[Provided data]

========================================

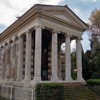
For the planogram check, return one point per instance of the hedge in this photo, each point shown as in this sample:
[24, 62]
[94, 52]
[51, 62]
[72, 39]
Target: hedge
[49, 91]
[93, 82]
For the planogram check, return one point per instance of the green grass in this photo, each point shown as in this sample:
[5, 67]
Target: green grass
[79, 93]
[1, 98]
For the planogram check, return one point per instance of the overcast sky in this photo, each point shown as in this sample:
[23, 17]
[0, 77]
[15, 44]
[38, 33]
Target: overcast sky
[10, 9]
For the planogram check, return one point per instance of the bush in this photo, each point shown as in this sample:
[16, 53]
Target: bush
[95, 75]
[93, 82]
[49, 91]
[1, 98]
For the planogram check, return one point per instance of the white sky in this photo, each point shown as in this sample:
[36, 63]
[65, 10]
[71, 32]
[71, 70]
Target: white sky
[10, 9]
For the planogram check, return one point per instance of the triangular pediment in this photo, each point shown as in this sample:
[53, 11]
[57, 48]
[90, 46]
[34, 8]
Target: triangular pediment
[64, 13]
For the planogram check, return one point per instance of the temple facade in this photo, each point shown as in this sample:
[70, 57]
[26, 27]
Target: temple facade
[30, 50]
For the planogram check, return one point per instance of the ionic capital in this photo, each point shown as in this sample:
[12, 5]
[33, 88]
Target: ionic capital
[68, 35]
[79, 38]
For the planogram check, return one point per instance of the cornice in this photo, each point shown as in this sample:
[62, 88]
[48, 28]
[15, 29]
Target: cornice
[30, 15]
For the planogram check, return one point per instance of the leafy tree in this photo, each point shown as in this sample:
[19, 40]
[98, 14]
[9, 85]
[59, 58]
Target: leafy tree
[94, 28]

========================================

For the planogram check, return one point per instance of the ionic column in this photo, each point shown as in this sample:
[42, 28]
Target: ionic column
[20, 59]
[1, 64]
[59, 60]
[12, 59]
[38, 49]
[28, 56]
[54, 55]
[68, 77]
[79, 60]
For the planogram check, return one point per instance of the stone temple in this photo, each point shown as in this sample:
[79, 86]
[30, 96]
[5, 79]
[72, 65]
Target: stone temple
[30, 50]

========================================

[Your goal] Display each line of the data above that contains the word "column".

[Result of the exercise]
For the planogram check, return one point per instance of the ionic column in this photo, each point shown as in this sample:
Target: ionic column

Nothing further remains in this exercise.